#### WHAT YOU NEED TO DO
Present every line of the entries below as a Markdown table with the columns "No." and "Text," numbering the rows in order and leaving out blank lines.

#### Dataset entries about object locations
+++
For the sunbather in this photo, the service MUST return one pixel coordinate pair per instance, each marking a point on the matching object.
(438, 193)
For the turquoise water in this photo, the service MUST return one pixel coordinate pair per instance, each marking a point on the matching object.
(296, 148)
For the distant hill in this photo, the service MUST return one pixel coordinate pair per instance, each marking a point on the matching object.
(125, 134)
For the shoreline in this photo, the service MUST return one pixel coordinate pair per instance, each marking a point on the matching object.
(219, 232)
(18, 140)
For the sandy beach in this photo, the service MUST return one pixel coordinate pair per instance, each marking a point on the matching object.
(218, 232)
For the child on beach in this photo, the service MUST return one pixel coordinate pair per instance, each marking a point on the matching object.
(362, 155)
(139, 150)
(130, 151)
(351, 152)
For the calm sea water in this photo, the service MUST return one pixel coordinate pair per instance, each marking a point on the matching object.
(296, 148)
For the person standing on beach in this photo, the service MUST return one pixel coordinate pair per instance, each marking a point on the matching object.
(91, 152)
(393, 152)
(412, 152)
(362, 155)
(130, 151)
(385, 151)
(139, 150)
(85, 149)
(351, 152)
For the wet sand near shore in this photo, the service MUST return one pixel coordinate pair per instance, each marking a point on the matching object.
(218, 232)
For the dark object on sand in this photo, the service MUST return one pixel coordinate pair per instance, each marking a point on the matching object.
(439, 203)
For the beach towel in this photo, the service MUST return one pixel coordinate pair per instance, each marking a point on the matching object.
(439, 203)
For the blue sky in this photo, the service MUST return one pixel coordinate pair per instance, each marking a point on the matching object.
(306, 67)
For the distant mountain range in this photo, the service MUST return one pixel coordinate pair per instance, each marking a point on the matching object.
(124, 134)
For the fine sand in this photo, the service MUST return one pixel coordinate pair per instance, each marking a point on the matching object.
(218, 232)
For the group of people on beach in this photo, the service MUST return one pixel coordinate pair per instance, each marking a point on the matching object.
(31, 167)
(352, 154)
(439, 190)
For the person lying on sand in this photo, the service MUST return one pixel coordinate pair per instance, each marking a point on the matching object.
+++
#### RESPONSE
| No. | Text |
|---|---|
| 1 | For the sunbather in this photo, the service MUST return one pixel coordinate pair per instance, each marking a point on the matching object. |
| 2 | (438, 193) |
| 3 | For the turquoise water in this photo, the service MUST return one pixel coordinate pair per instance, each marking a point on the matching object. |
| 4 | (296, 148) |
| 5 | For the distant hill in this photo, the service MUST return one pixel coordinate pair per instance, each marking a point on the matching object. |
| 6 | (125, 134) |
| 7 | For the shoreline in this photo, the service MUST return one pixel coordinate pair per instance, each marking a point on the matching object. |
| 8 | (219, 232) |
| 9 | (18, 140) |
| 10 | For the sandy beach in this photo, the service MUST return one pixel coordinate pair per instance, each marking a point on the matching object. |
| 11 | (218, 232) |
| 12 | For the child on beach in this photo, the service MUST return one pixel coordinate pair per instance, each marking a point on the matching object. |
| 13 | (362, 155) |
| 14 | (139, 150) |
| 15 | (130, 151) |
| 16 | (351, 152) |
| 17 | For the calm sea water in this photo, the service MUST return one pixel coordinate pair per instance, each marking a point on the matching object. |
| 18 | (296, 148) |
| 19 | For the person standing on beach in this photo, the service MUST return one pixel coordinate pair per instance, each marking a point on the matching object. |
| 20 | (91, 152) |
| 21 | (393, 152) |
| 22 | (412, 152) |
| 23 | (362, 155) |
| 24 | (130, 151) |
| 25 | (385, 151) |
| 26 | (139, 150) |
| 27 | (85, 149) |
| 28 | (351, 152) |
| 29 | For the wet sand near shore in this photo, the service MUST return one pixel coordinate pair per instance, each marking a point on the matching object. |
| 30 | (218, 232) |
| 31 | For the dark object on sand in this photo, the service MUST return one pixel coordinate pair per instance, each marking a point on the matching object. |
| 32 | (439, 203) |
| 33 | For the beach towel in this photo, the service MUST return one pixel coordinate pair per instance, each marking a point on the matching object. |
| 34 | (439, 203) |
| 35 | For the blue sky in this photo, the service MUST return one pixel coordinate pair per instance, each marking a point on the matching object. |
| 36 | (306, 67) |
| 37 | For the distant mountain range in this photo, the service MUST return one pixel coordinate pair per instance, each marking a point on the matching object. |
| 38 | (124, 134) |
| 39 | For the fine sand in this photo, the service MUST return one pixel coordinate pair per instance, each marking a point on the matching object. |
| 40 | (218, 232) |
| 41 | For the group of people on beach in this photo, the service MUST return one pixel coordinate pair per instance, each marking a point on the matching object. |
| 42 | (31, 167) |
| 43 | (352, 154) |
| 44 | (439, 190) |
| 45 | For the person lying on sand in this photo, the service MUST return one pixel coordinate pair per instance, each marking a point on the matching object. |